§ **INFORMATION GIVEN**
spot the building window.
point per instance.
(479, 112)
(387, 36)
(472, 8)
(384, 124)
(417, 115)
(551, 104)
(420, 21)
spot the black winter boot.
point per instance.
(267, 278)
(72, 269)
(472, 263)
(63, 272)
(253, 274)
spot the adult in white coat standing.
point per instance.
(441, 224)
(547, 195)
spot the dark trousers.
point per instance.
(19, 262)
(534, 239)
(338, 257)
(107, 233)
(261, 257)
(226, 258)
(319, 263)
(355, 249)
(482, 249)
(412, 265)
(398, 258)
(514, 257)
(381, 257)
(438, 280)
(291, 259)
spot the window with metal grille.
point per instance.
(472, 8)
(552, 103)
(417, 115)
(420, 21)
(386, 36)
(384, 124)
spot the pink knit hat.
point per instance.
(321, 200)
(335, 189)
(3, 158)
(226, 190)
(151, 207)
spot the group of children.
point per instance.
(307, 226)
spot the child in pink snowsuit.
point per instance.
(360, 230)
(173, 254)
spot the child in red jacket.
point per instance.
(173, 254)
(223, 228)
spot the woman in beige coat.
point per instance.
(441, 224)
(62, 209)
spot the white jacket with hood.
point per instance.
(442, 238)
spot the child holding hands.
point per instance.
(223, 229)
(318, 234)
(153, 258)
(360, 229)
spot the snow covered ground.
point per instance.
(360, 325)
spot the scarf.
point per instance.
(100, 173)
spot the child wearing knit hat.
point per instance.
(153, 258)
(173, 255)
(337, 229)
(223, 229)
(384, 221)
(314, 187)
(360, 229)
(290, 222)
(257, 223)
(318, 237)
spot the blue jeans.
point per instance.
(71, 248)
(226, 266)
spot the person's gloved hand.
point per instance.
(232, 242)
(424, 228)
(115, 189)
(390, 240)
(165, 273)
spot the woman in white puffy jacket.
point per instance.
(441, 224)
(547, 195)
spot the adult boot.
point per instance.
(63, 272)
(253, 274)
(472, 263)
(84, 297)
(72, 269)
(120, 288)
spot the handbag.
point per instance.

---

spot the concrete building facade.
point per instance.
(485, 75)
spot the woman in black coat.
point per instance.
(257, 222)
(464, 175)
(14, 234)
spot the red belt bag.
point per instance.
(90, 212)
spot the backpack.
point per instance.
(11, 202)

§ **WORK REQUIRED**
Extract each line of the records containing the string "knit", matching case exactly.

§ **RIGHT ANSWER**
spot the pink knit hat.
spot the child wearing knit hat.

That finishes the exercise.